Consider Psalm 13. It may begin with the question, “How long will you forget me, Lord?” but by the end the writer has turned back towards God saying, “BUT…I trust in your steadfast love. My heart rejoices in your salvation. I will sing to the Lord because he has been good to me.”

But. That is a word of hope. But.

When we find ourselves in seasons of disorientation, like the one we are all collectively experiencing right now, like the one I was in while my mom was in surgery, like the ones we have experienced when a loved one dies or our lives feel like they are falling apart, we all need hope. Hope is what keeps us going. Hope is what gets us up in the morning. Hope is what keeps us from giving up.

When Israel found itself in seasons of disorientation, it’s hope came from trusting in God. When their world fell apart, the Israelites would turn back to God, get serious about listening to God through the witness of Scripture and the witness of prayer. And Israel would find hope in God because they knew God has saved them before, and he would do it again.

Hope for them became a choice. Hope was the choice to believe, that despite the appearance of their present circumstances, the future would be better than the present because God would be faithful. Even after listing all the ways they felt abandoned or lost, hope was the choice to say, “But God….”

Walter Brueggemann reminds us that after the disorientation that interrupted their season of orientation, there always came a third season for the Israelites—a season of reorientation. God would redeem the Israelites, would bring good things our of their pain. In the words of Psalm 40, God would lift them out of the pit and set their feet on solid rock. New life happened. Deliverance came. And the Israelites would be changed.

Friends, I believe this sort of hope is being born in us right now. Not a hope that things will return to normal, that the life we had in January or February would come back in May or in June. Our world is being changed by this season of disorientation. Just like the Israelites as they emerged from disorientation to reorientation, we are being changed. There is no returning to normal.

But, if we choose hope, our lives can be changed for the better. What we learn from Scripture is that God redeems time periods like this, these seasons of disorientation. God brings us through them and sets our feet on solid ground. And we can trust this is true because of the hope we celebrate together in the miracle of Easter. Even in this season of disorientation, we have been proclaiming together the stories of our faith. That God put on skin and in Jesus came to live among us. That as Jesus performed miracles and preached, healed and prayed, he showed us the love of God and taught us how to experience relationship with him through faith. That he willing laid down his life, suffering and dying on the cross, and experienced his own season of disorientation as he cried out the words of Psalm 22, “My God, My God, why have you forsaken me?”

### DATA FOR REVIEW
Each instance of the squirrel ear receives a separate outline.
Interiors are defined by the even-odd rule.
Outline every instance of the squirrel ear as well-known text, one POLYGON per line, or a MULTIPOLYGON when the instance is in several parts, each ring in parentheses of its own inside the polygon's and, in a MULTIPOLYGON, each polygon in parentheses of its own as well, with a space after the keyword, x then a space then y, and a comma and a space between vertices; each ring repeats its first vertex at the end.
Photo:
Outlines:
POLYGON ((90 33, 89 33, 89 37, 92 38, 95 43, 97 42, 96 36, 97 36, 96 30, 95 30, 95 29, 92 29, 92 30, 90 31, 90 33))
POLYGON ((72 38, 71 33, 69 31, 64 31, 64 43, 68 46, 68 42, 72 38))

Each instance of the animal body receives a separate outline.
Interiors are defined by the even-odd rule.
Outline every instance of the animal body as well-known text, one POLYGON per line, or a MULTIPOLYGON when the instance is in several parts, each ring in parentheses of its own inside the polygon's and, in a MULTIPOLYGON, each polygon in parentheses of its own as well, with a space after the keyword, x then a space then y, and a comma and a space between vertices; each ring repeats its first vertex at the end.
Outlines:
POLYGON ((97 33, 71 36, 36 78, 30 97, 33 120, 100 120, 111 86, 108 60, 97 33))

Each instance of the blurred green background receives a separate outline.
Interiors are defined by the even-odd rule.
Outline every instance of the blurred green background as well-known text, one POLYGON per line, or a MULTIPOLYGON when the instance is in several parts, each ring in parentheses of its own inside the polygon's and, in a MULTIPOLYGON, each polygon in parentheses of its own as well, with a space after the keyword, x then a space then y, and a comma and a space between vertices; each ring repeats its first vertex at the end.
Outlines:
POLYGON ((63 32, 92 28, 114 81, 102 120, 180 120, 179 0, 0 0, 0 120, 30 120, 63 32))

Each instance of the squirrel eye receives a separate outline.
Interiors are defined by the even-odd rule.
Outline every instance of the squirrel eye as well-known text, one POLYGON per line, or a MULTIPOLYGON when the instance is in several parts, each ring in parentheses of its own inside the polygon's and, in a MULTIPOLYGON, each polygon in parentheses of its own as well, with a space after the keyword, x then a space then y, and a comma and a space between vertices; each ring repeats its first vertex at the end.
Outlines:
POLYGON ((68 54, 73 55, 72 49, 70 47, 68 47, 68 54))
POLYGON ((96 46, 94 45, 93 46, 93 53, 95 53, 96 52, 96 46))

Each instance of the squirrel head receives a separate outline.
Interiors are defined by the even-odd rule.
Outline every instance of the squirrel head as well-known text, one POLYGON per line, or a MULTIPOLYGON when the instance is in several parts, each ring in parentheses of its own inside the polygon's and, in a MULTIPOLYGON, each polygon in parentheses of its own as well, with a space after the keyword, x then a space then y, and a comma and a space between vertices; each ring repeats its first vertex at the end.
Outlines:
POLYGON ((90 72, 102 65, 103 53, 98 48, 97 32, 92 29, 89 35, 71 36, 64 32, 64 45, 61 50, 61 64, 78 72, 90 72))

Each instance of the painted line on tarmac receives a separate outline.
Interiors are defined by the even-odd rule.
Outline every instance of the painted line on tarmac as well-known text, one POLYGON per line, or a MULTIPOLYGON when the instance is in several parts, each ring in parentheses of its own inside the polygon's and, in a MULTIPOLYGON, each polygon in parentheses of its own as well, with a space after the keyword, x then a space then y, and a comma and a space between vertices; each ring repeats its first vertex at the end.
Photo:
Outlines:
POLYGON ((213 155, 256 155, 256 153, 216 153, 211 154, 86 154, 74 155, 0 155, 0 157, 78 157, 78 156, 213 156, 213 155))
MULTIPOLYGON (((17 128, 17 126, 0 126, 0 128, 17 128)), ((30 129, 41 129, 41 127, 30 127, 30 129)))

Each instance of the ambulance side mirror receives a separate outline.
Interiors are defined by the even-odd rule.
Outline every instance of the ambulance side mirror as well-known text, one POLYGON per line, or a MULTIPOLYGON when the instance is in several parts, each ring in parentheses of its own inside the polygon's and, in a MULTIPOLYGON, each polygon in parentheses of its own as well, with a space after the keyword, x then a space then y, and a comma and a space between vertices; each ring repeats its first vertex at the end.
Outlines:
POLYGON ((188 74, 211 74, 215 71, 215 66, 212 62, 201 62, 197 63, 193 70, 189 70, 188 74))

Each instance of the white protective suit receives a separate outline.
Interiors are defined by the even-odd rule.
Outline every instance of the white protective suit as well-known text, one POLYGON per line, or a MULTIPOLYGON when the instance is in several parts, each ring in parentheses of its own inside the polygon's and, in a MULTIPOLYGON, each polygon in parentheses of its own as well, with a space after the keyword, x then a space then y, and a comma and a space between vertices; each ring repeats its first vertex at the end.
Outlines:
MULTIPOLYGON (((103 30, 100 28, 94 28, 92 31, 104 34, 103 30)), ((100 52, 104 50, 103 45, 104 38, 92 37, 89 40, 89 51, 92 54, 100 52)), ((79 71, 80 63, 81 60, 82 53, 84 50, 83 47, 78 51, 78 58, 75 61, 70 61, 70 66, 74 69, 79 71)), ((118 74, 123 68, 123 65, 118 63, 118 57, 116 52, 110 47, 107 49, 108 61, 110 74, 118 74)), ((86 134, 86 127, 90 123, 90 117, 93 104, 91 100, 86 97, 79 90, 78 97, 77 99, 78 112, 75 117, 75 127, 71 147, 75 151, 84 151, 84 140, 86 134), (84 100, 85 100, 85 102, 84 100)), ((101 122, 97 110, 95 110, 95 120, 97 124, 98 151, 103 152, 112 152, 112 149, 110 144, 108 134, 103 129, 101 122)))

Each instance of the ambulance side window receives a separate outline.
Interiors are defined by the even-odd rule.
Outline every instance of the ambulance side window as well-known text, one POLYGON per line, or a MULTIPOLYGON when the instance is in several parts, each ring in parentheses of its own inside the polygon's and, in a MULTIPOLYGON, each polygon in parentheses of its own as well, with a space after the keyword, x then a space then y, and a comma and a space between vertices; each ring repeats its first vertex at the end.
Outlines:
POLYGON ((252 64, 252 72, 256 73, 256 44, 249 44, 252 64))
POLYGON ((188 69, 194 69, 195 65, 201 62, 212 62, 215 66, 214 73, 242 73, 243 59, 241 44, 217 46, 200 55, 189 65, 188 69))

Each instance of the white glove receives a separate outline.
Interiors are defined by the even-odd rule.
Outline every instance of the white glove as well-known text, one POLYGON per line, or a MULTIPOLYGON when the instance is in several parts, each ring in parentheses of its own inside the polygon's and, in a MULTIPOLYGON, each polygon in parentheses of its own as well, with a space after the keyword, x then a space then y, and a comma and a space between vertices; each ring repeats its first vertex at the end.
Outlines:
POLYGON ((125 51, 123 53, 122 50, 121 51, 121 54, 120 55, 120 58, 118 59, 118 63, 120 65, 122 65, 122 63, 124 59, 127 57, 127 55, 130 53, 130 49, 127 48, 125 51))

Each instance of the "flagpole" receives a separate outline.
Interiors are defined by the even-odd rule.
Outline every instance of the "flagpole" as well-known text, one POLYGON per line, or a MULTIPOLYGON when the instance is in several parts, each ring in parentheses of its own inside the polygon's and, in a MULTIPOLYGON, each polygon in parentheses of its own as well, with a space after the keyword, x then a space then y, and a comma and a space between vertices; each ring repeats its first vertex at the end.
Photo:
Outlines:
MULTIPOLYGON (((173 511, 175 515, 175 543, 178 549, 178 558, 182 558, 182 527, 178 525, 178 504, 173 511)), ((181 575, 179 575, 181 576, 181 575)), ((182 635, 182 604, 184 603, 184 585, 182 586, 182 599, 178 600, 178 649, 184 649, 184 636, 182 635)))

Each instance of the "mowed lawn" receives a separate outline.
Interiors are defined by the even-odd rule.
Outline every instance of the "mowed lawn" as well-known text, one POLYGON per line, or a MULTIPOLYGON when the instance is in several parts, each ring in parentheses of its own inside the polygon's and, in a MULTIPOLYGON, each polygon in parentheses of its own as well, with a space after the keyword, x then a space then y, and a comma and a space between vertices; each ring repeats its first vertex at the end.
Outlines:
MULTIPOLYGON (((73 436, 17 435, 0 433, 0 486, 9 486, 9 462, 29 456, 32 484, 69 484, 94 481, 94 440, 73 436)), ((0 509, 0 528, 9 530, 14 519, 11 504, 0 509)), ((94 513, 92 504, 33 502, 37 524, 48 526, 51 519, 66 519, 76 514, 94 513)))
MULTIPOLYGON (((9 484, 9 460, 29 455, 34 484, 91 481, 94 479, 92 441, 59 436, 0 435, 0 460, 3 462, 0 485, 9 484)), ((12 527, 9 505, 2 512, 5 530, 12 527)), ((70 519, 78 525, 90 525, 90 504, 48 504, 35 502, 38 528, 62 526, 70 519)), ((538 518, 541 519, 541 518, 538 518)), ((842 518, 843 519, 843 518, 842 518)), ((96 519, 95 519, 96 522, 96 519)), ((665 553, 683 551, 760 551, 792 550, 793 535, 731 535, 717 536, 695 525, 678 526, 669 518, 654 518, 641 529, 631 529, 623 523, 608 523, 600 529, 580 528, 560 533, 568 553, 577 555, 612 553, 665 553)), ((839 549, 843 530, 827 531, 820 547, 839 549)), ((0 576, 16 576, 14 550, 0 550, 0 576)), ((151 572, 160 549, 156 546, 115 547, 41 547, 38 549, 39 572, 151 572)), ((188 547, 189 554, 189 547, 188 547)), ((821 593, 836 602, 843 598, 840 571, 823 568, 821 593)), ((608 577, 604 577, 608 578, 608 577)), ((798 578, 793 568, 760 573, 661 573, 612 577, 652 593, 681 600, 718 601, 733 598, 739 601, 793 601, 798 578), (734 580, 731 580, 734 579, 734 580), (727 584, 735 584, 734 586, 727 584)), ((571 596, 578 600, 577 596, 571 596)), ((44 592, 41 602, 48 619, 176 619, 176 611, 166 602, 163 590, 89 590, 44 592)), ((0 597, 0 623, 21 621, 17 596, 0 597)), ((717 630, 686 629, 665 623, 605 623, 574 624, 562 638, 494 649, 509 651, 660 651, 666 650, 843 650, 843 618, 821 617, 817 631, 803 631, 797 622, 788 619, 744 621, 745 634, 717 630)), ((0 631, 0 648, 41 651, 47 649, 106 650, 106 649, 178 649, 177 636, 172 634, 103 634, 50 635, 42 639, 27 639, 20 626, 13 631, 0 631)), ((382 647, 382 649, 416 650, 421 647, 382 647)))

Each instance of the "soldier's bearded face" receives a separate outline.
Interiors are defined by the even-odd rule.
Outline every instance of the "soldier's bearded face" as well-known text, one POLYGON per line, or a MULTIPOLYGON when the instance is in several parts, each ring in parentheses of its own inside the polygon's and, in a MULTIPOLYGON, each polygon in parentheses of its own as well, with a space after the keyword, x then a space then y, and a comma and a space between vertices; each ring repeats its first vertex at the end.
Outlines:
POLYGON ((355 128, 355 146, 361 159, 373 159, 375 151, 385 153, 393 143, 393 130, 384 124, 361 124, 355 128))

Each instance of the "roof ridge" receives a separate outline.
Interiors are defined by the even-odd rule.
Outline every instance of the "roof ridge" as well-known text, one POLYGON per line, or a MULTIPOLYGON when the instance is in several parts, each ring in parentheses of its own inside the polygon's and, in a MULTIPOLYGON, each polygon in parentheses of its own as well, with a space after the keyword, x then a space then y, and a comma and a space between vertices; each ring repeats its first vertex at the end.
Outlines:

### WORK TO BE COMPLETED
From the passage on hope above, reproduce word for word the part that opens with the words containing "Friends, I believe" and closes with "returning to normal.".

### RESPONSE TO THIS EXERCISE
Friends, I believe this sort of hope is being born in us right now. Not a hope that things will return to normal, that the life we had in January or February would come back in May or in June. Our world is being changed by this season of disorientation. Just like the Israelites as they emerged from disorientation to reorientation, we are being changed. There is no returning to normal.